Point localization data →

= = = =

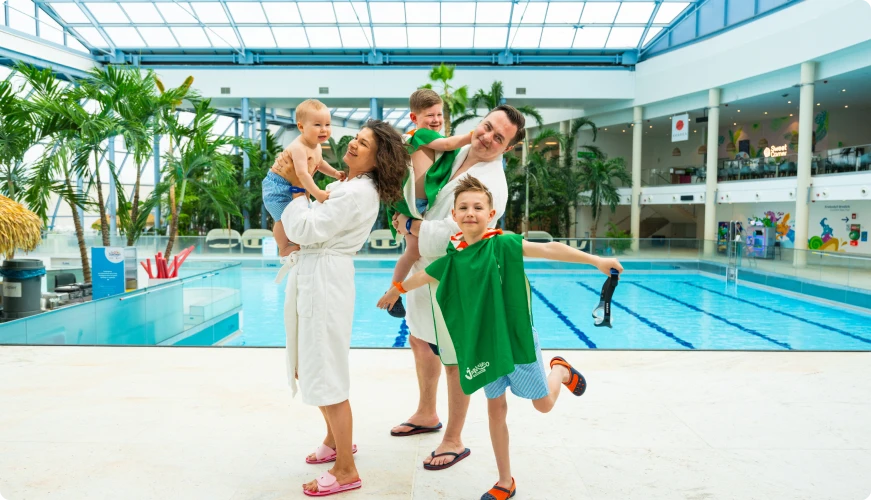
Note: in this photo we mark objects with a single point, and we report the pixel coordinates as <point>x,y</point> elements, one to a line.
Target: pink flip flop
<point>324,454</point>
<point>327,485</point>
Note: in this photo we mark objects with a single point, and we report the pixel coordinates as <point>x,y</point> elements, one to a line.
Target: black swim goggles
<point>602,312</point>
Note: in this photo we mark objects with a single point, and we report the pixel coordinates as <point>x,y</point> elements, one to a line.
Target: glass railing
<point>202,304</point>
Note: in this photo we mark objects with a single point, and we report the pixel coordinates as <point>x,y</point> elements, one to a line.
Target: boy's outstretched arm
<point>417,280</point>
<point>450,143</point>
<point>328,170</point>
<point>300,166</point>
<point>565,253</point>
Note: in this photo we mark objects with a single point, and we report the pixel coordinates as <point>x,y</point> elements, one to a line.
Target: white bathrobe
<point>319,306</point>
<point>423,314</point>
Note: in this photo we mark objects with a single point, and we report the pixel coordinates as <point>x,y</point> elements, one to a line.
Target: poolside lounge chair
<point>252,239</point>
<point>223,239</point>
<point>382,239</point>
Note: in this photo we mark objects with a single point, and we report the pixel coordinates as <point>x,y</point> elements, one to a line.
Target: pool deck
<point>212,423</point>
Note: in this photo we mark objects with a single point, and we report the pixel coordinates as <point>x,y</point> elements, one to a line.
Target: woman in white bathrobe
<point>319,305</point>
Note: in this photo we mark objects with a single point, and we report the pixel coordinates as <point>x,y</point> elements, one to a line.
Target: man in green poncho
<point>484,297</point>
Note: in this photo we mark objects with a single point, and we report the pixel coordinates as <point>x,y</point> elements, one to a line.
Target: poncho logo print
<point>478,370</point>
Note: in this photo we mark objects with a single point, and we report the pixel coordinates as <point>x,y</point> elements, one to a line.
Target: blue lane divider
<point>563,318</point>
<point>720,318</point>
<point>644,320</point>
<point>788,315</point>
<point>402,337</point>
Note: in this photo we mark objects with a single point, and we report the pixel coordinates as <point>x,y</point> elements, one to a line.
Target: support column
<point>157,220</point>
<point>710,229</point>
<point>246,162</point>
<point>113,196</point>
<point>803,179</point>
<point>635,209</point>
<point>375,109</point>
<point>263,130</point>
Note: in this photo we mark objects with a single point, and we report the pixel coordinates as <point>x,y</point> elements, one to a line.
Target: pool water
<point>675,310</point>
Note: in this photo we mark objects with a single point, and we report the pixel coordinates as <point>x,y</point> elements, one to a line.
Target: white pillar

= = = =

EXERCISE REQUIREMENTS →
An exact restatement of the lines from the one with "Target: blue lane divider" through the last line of the data is the only acceptable answer.

ANSWER SECTION →
Target: blue lane divider
<point>563,318</point>
<point>720,318</point>
<point>644,320</point>
<point>788,315</point>
<point>402,337</point>
Note: in this photo we mark objects with a single point, and we report the pixel coordinates as <point>x,y</point> elements, one to a line.
Target: support column
<point>157,220</point>
<point>710,229</point>
<point>246,162</point>
<point>113,196</point>
<point>803,179</point>
<point>635,209</point>
<point>375,109</point>
<point>263,130</point>
Note: in this photo we mark objects with a single point, and we report the pixel coordinates as <point>x,y</point> elements, one to a line.
Target: pool water
<point>675,310</point>
Note: in this photo we mark objects with a single point, and we report the pixel coordinates as <point>x,y</point> elements, one to a line.
Target: white pillar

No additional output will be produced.